Image location labeling entries
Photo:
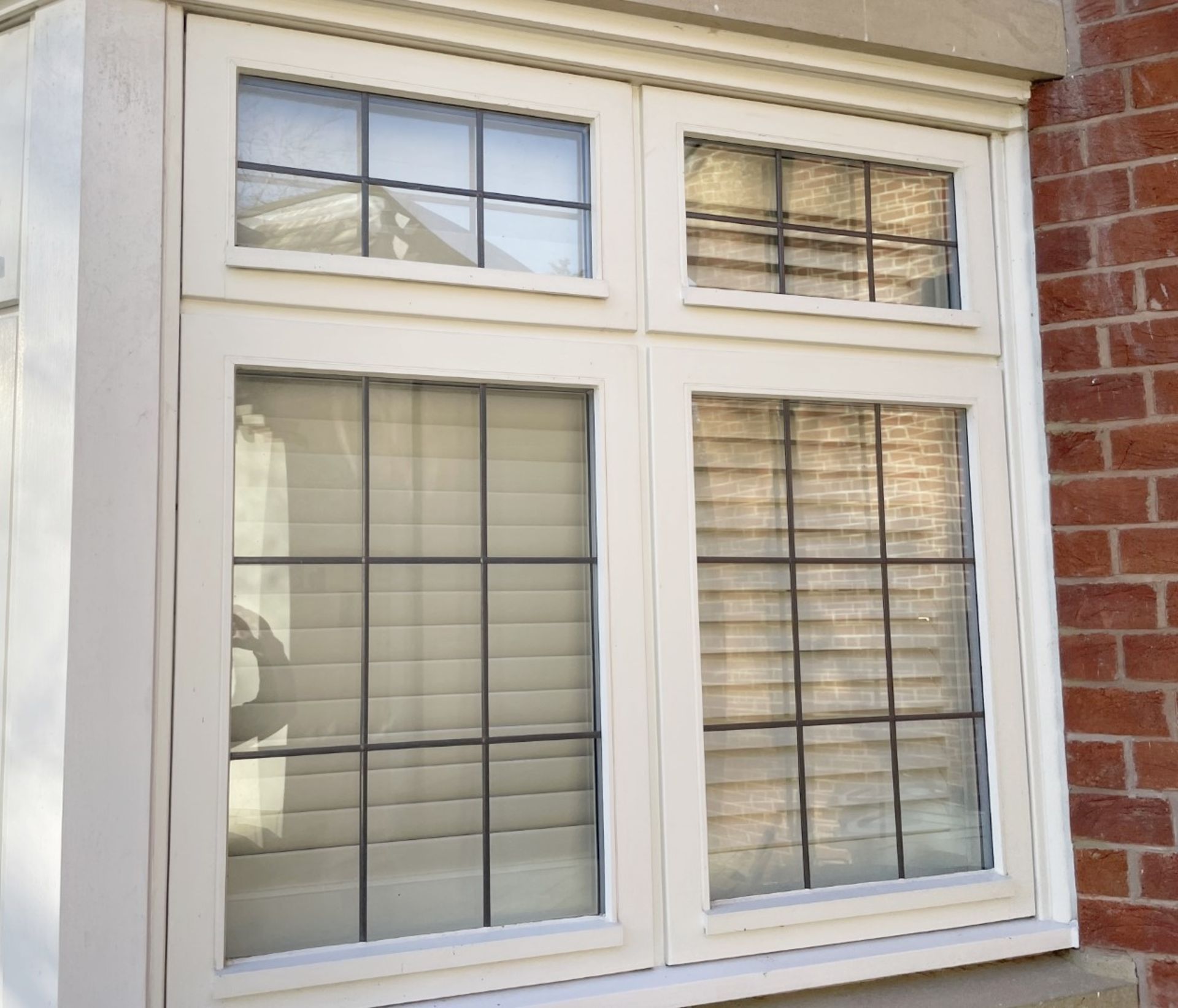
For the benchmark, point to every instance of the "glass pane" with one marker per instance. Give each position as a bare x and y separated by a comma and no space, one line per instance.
733,257
740,477
912,202
541,648
914,275
840,613
422,226
946,821
544,832
924,482
537,474
537,158
851,804
426,652
535,239
823,193
298,471
836,496
426,841
298,126
933,655
826,266
754,818
731,182
746,643
293,879
296,655
415,142
425,471
298,215
13,71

> _Written request_
Rewrite the records above with "glass pane" replaced by "window pane", keeping everything else the same. Leave the pictures out.

> _Result of this exercise_
Photo:
For the benchmark, point to every instance of the "window pane" with one marker per instance. Give each position as a bare x and y separated by a comma and no space, one line per instance.
733,257
740,477
912,202
541,648
914,275
840,613
422,226
946,821
544,832
924,482
537,474
537,158
851,804
426,652
535,239
823,193
298,471
836,496
426,841
298,126
933,655
826,266
754,818
731,182
746,643
293,879
296,655
415,142
425,471
298,215
13,71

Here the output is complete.